## DOCUMENT TEXT
Development, Implementation, and Testing of Algorithms

The core development work for this project can be divided into three general categories: re-implementation of the knowledge graph data structure, development and implementation of algorithms, and testing.

Knowledge Graph Data Structure

SemNet version 1 used Neo4j to store the knowledge graph. After preliminary testing showed that Neo4j was likely a significant bottleneck, the knowledge graph data structure was re-implemented using nested Python dictionaries. Because these dictionaries use hashing for lookup, they have average lookup time O(1) (see, e.g., [37]). As a result, dictionaries allow for quickly examining the neighborhood of a node in the knowledge graph, restricted to edge and node types of interest. Consequently, it is also efficient to traverse paths within the graph. After testing on artificial examples, a knowledge graph object was built using an edge set derived from SemMedDB. This is an updated version of the edge set, and is not identical to the edge set from SemNet version 1.

Development of Approximation Algorithms

In addition to the data structure improvements, approximation algorithms based on randomization were explored as a way of further increasing performance. In particular, approximation algorithms were investigated as possible replacements for the computation of HeteSim on a single metapath (step 2 in Figure 2) and aggregation of rankings (step 3 in Figure 2).

## EXERCISE 1
Reproduce the full passage on algorithm development word for word.
The passage on algorithm development and the entries come from separate sources.

## LISTED RECORDS
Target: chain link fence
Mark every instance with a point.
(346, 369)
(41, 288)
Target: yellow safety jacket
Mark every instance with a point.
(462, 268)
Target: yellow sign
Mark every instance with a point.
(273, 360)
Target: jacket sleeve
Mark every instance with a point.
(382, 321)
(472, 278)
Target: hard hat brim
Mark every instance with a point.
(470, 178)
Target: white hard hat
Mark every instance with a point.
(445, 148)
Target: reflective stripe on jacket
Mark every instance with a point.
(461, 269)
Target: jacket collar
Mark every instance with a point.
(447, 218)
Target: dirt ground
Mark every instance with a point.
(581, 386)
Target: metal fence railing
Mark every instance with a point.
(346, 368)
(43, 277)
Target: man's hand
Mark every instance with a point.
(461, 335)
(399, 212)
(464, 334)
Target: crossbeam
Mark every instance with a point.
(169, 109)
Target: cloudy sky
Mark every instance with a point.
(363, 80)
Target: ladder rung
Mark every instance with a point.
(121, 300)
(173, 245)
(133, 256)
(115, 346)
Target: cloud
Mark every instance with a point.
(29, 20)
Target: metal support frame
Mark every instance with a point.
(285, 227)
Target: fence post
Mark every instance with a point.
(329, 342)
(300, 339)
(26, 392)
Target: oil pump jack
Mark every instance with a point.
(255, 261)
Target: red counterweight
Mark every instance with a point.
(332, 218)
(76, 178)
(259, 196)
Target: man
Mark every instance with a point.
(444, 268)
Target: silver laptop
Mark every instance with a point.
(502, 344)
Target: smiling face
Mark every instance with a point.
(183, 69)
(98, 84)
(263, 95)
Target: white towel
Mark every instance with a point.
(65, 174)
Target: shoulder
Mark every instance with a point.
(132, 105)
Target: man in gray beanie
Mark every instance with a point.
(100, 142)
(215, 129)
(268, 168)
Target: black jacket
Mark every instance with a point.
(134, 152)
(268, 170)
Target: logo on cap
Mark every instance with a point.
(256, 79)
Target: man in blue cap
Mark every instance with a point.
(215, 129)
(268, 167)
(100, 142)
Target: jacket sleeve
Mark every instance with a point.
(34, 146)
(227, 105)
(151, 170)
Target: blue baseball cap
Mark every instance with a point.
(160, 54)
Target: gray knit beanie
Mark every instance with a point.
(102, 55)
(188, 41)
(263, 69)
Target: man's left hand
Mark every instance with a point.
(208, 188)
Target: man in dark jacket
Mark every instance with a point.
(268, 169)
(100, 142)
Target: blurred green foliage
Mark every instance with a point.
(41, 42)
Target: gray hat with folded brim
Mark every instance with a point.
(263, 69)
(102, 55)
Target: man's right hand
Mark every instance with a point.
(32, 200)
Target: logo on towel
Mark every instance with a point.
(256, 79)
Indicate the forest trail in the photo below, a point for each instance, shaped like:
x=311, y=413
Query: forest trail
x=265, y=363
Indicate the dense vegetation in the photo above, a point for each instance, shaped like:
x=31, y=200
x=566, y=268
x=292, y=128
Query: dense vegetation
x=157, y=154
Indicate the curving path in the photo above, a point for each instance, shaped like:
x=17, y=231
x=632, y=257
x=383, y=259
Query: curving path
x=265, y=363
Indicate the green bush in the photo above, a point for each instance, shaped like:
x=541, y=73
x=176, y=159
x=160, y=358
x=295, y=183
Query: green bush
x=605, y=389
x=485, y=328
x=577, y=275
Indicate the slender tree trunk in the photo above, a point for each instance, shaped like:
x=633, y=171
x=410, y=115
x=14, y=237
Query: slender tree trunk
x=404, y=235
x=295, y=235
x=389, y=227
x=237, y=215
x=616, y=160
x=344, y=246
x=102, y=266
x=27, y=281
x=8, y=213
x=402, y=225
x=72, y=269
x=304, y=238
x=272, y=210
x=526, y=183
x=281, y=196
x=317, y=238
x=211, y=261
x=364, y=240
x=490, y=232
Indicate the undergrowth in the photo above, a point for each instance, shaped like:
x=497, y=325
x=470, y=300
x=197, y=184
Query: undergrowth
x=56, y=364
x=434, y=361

## EXERCISE 2
Please quote the entries from the line containing "Indicate the curving" through the line containing "x=490, y=232", inclusive.

## CORRECT RESPONSE 1
Development, Implementation, and Testing of Algorithms

The core development work for this project can be divided into three general categories: re-implementation of the knowledge graph data structure, development and implementation of algorithms, and testing.

Knowledge Graph Data Structure

SemNet version 1 used Neo4j to store the knowledge graph. After preliminary testing showed that Neo4j was likely a significant bottleneck, the knowledge graph data structure was re-implemented using nested Python dictionaries. Because these dictionaries use hashing for lookup, they have average lookup time O(1) (see, e.g., [37]). As a result, dictionaries allow for quickly examining the neighborhood of a node in the knowledge graph, restricted to edge and node types of interest. Consequently, it is also efficient to traverse paths within the graph. After testing on artificial examples, a knowledge graph object was built using an edge set derived from SemMedDB. This is an updated version of the edge set, and is not identical to the edge set from SemNet version 1.

Development of Approximation Algorithms

In addition to the data structure improvements, approximation algorithms based on randomization were explored as a way of further increasing performance. In particular, approximation algorithms were investigated as possible replacements for the computation of HeteSim on a single metapath (step 2 in Figure 2) and aggregation of rankings (step 3 in Figure 2).

## CORRECT RESPONSE 2
Indicate the curving path in the photo above, a point for each instance, shaped like:
x=17, y=231
x=632, y=257
x=383, y=259
Query: curving path
x=265, y=363
Indicate the green bush in the photo above, a point for each instance, shaped like:
x=541, y=73
x=176, y=159
x=160, y=358
x=295, y=183
Query: green bush
x=605, y=389
x=485, y=328
x=577, y=275
Indicate the slender tree trunk in the photo above, a point for each instance, shaped like:
x=633, y=171
x=410, y=115
x=14, y=237
Query: slender tree trunk
x=404, y=235
x=295, y=235
x=389, y=227
x=237, y=215
x=616, y=160
x=344, y=246
x=102, y=266
x=27, y=281
x=8, y=213
x=402, y=225
x=72, y=269
x=304, y=238
x=272, y=210
x=526, y=183
x=281, y=196
x=317, y=238
x=211, y=261
x=364, y=240
x=490, y=232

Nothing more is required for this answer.